- **What is asked**:
A: Answer these questions using the opinion piece on homelessness in Austin, and label each answer with its matching numeral.
(i) On what date were the restrictive ordinances loosened?
(ii) Which three council members joined the mayor in stating a goal of housing as many people as possible?
(iii) In what field is Rathi a senior?
B: List every person named in the opinion piece on homelessness in Austin.
C: In the homelessness opinion piece, repeat word for word the part that opens with the words containing "But until the" and closes with "to catch them.".

- **Selected text**:
┏━━
On July 1, restrictive ordinances on Austinites suffering homelessness were loosened. However, partly as a result of public backlash since then, increased restrictions are currently being considered by the
Austin City Council.
“Since the ordinance was passed in July, after one week I noticed that people on the street were more rested, their cognitive abilities went up, and they seemed to have less mental health issues,” Romness said. “(People) didn’t have the fear of (being removed). … Now (they) can sleep through the night. … If you don’t sleep night after night after night, month after month, your brain doesn’t work too good, so you can’t function” — something many college students have experienced.
Mayor Steve Adler and council members Greg Casar, Kathie Tovo and Ann Kitchen have said their goal is to house as many people as possible. It remains to be seen whether or not the council is sincere and capable of improving the conditions faced by all Austinites suffering homelessness.
But until the predicted long-term improvements are achieved, our neighbors who’ve lost their homes will have to continue living on the streets. They’re falling through the cracks in the city’s plan, so it’s our responsibility to be there to catch them.
Vaudia Vontineaux, a Challenger contributor who has lost housing, suggests that instead of handing out a few dollars, we should provide people suffering homelessness with material and psychological support through long-lasting solutions. Both material needs and community have to be provided to fundamentally and lastingly improve people’s lives.
“If you would like to help somebody, study and call some of these places,” Vontineaux suggested. “Then, when (somebody) asks you for assistance, you’ll know where to (direct) ‘em (for lasting help).”
“Your right to avoid discomfort does not outweigh people’s right to have rest,” Romness said.
Visibility is a “significant attribute of homelessness” because it makes people who’ve never lost housing feel discomfort. But, it can also help us to feel that crucial sense of community Vontineaux describes.
We can feel it when we acknowledge that homeless kids, dropped from foster care programs into homeless adulthood, need support systems and housing just like college students do.
We can feel it when we acknowledge that we’re all neighbors — some of us have just lost their homes, but we’re all still in the same neighborhood.
It’s impolite to try to avoid your neighbors, so be neighborly.
Rathi is a Black Studies senior from Austin.
┗━━
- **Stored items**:
┏━━
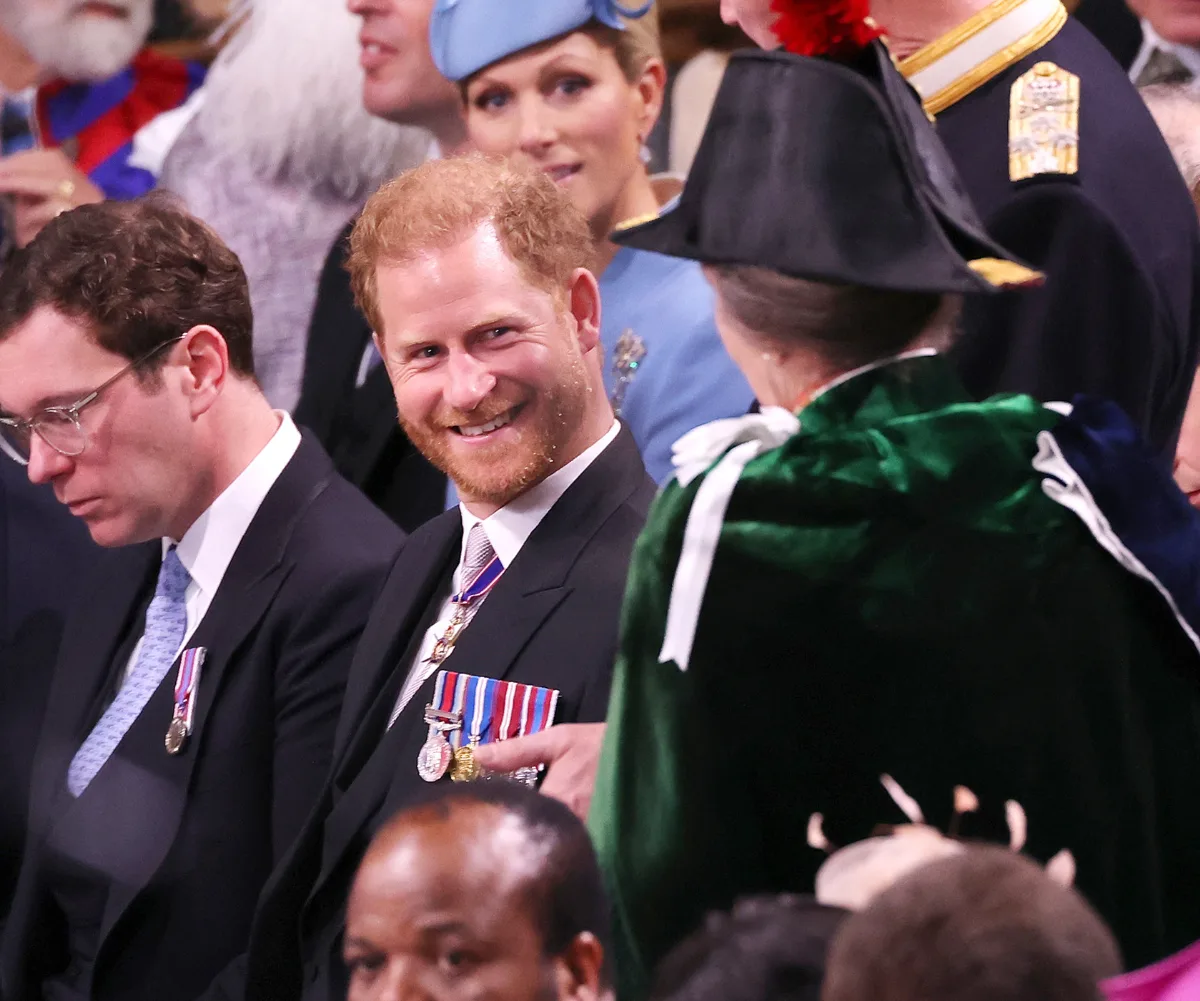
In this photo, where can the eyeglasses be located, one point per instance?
(59, 426)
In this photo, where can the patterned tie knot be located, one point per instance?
(479, 553)
(173, 577)
(1164, 67)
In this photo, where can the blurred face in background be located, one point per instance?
(79, 40)
(754, 17)
(1175, 21)
(569, 109)
(400, 81)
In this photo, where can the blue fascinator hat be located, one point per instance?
(468, 35)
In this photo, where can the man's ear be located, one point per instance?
(579, 970)
(583, 300)
(207, 366)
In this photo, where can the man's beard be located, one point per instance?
(509, 471)
(286, 96)
(79, 47)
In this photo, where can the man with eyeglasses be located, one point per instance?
(192, 709)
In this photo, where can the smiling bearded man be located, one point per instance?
(498, 617)
(99, 90)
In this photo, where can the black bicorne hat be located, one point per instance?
(828, 171)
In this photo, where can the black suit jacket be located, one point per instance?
(551, 621)
(185, 843)
(45, 556)
(358, 424)
(1119, 316)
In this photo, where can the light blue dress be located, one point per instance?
(666, 370)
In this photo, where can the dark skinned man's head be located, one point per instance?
(481, 892)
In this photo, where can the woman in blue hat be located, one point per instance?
(574, 88)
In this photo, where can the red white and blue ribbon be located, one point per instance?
(492, 709)
(186, 683)
(101, 119)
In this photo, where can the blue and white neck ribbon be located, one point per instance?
(484, 581)
(186, 682)
(735, 442)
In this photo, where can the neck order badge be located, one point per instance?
(186, 683)
(485, 709)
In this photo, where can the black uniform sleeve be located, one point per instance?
(1097, 325)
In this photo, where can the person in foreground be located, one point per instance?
(192, 709)
(527, 921)
(877, 575)
(1066, 167)
(474, 274)
(985, 924)
(574, 93)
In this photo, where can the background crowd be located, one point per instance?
(250, 205)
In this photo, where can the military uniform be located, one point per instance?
(898, 579)
(1105, 216)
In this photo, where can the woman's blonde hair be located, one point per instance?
(637, 45)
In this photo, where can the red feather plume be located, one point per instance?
(831, 28)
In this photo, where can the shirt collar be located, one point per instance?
(1151, 42)
(513, 525)
(208, 546)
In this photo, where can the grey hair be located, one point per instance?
(1176, 108)
(847, 325)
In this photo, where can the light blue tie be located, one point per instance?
(166, 624)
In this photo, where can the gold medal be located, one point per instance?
(177, 735)
(465, 768)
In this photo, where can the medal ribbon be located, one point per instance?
(493, 709)
(186, 682)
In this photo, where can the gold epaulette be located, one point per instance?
(963, 60)
(1043, 124)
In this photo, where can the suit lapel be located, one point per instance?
(534, 585)
(105, 617)
(253, 577)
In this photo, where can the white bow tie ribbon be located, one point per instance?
(735, 442)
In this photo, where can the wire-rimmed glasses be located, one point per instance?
(60, 426)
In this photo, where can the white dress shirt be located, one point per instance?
(208, 546)
(1151, 42)
(508, 529)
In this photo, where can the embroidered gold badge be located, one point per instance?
(1043, 124)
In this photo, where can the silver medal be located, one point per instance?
(435, 757)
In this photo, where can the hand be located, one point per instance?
(1188, 479)
(570, 751)
(43, 184)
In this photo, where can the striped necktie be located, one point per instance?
(1163, 67)
(165, 629)
(477, 556)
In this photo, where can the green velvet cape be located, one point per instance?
(893, 592)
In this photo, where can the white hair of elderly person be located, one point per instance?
(1176, 109)
(279, 157)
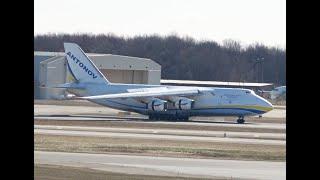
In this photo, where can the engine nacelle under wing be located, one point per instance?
(157, 105)
(184, 104)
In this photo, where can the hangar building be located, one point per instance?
(50, 69)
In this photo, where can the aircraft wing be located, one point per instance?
(153, 93)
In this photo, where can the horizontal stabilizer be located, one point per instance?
(67, 86)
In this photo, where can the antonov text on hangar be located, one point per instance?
(50, 69)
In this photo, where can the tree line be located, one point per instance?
(183, 57)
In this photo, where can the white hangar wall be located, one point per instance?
(50, 69)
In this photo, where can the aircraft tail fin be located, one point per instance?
(81, 67)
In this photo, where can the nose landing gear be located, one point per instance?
(240, 120)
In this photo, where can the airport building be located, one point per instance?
(50, 69)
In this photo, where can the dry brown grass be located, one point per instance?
(142, 125)
(54, 172)
(159, 147)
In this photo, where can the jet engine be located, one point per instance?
(184, 104)
(157, 105)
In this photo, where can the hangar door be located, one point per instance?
(125, 76)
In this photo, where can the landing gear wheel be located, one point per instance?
(240, 120)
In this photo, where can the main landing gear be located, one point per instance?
(168, 117)
(240, 120)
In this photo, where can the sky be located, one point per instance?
(246, 21)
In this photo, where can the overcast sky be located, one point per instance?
(247, 21)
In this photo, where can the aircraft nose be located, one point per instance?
(266, 104)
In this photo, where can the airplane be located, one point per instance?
(158, 102)
(276, 93)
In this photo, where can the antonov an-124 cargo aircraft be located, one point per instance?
(158, 101)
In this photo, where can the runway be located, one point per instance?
(158, 136)
(277, 136)
(185, 167)
(72, 110)
(80, 128)
(132, 119)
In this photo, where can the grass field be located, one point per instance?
(53, 172)
(159, 147)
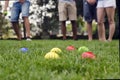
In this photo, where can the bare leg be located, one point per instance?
(110, 13)
(27, 26)
(74, 29)
(63, 29)
(101, 28)
(89, 30)
(17, 30)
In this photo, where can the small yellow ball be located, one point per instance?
(56, 50)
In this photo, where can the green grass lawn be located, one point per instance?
(15, 65)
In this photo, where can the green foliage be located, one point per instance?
(15, 65)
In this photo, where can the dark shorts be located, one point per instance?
(89, 11)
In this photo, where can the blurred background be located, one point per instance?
(45, 23)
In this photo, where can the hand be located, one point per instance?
(92, 2)
(21, 1)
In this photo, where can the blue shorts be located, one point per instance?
(89, 12)
(19, 8)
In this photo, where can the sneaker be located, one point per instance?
(28, 39)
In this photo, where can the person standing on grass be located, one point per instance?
(20, 6)
(89, 11)
(67, 10)
(108, 7)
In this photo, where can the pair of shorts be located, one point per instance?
(67, 11)
(18, 8)
(106, 3)
(89, 12)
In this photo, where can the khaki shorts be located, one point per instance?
(67, 11)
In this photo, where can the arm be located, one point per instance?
(6, 5)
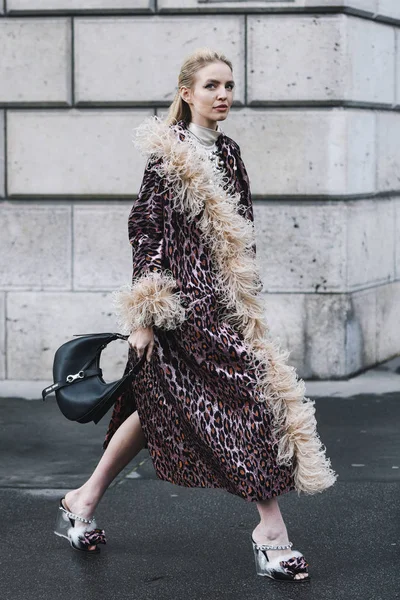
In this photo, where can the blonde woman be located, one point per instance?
(216, 403)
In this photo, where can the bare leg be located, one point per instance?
(272, 530)
(127, 441)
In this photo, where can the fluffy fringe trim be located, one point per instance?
(149, 301)
(230, 237)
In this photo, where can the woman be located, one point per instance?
(215, 403)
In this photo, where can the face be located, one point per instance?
(213, 86)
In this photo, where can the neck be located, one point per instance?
(202, 122)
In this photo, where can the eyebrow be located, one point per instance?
(216, 81)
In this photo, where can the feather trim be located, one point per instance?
(149, 301)
(230, 236)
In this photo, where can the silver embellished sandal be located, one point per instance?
(80, 538)
(281, 570)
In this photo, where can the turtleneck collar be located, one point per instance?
(206, 136)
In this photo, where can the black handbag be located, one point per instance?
(81, 392)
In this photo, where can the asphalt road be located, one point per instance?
(173, 543)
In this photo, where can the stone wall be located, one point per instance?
(318, 121)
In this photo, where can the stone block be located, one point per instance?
(366, 6)
(118, 61)
(2, 336)
(387, 321)
(370, 242)
(328, 247)
(397, 74)
(35, 246)
(397, 237)
(79, 5)
(333, 58)
(370, 51)
(301, 247)
(267, 6)
(327, 335)
(340, 334)
(285, 316)
(361, 331)
(39, 322)
(306, 152)
(388, 8)
(102, 253)
(388, 155)
(77, 153)
(311, 68)
(2, 158)
(35, 61)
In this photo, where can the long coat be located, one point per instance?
(218, 403)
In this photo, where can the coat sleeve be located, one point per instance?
(153, 298)
(246, 202)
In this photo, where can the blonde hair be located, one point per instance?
(179, 109)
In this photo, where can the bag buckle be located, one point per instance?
(71, 378)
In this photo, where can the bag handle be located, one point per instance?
(86, 372)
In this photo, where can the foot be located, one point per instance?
(75, 502)
(264, 536)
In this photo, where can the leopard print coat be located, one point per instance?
(202, 399)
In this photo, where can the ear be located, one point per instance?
(185, 94)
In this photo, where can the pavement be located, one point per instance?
(169, 542)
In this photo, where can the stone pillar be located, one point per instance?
(317, 118)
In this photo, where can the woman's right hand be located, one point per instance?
(140, 339)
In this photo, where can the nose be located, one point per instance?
(222, 94)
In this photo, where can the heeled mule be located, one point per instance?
(278, 569)
(80, 538)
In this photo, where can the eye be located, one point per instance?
(230, 85)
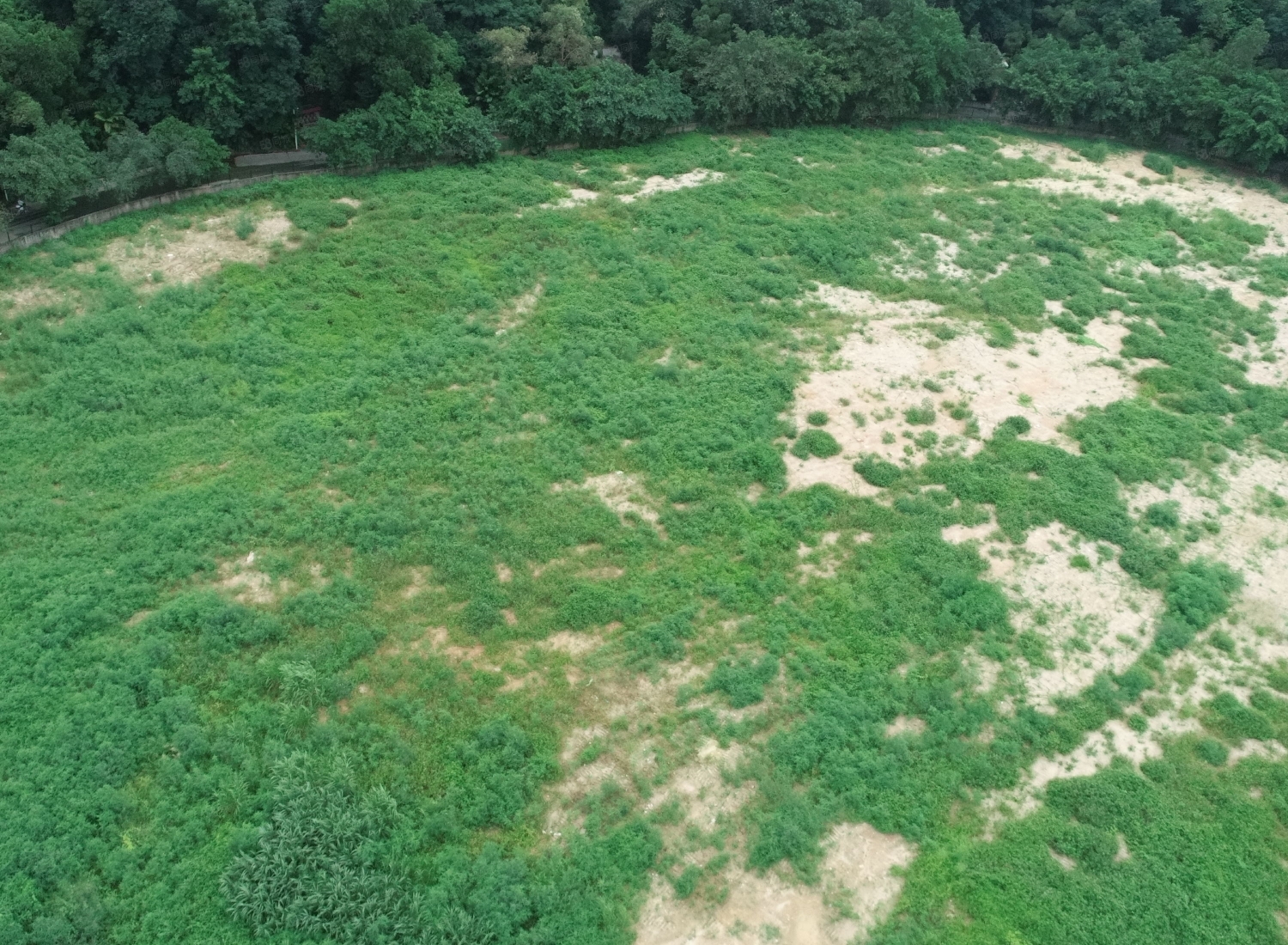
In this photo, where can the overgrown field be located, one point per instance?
(804, 537)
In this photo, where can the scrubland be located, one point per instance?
(818, 537)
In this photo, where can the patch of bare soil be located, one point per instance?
(625, 496)
(904, 363)
(35, 296)
(857, 890)
(654, 185)
(1193, 192)
(159, 255)
(517, 312)
(249, 584)
(576, 198)
(664, 185)
(701, 788)
(1252, 538)
(1095, 618)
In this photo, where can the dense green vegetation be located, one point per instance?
(177, 765)
(84, 85)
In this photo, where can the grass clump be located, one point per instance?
(816, 442)
(1159, 164)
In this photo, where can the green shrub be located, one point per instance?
(1212, 752)
(878, 472)
(816, 442)
(1163, 515)
(921, 415)
(1159, 164)
(1097, 152)
(244, 226)
(744, 681)
(317, 216)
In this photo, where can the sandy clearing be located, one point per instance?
(1082, 614)
(857, 869)
(249, 584)
(187, 255)
(576, 198)
(1249, 540)
(1192, 191)
(894, 365)
(33, 296)
(662, 185)
(517, 312)
(625, 496)
(701, 788)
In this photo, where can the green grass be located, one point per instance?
(178, 766)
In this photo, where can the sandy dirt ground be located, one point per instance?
(896, 363)
(157, 255)
(654, 185)
(855, 891)
(1094, 617)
┗━━
- **The solutions**:
A:
(i) July 1
(ii) Greg Casar, Kathie Tovo and Ann Kitchen
(iii) Black Studies

B:
Romness
Steve Adler
Greg Casar
Kathie Tovo
Ann Kitchen
Vaudia Vontineaux
Rathi

C:
But until the predicted long-term improvements are achieved, our neighbors who’ve lost their homes will have to continue living on the streets. They’re falling through the cracks in the city’s plan, so it’s our responsibility to be there to catch them.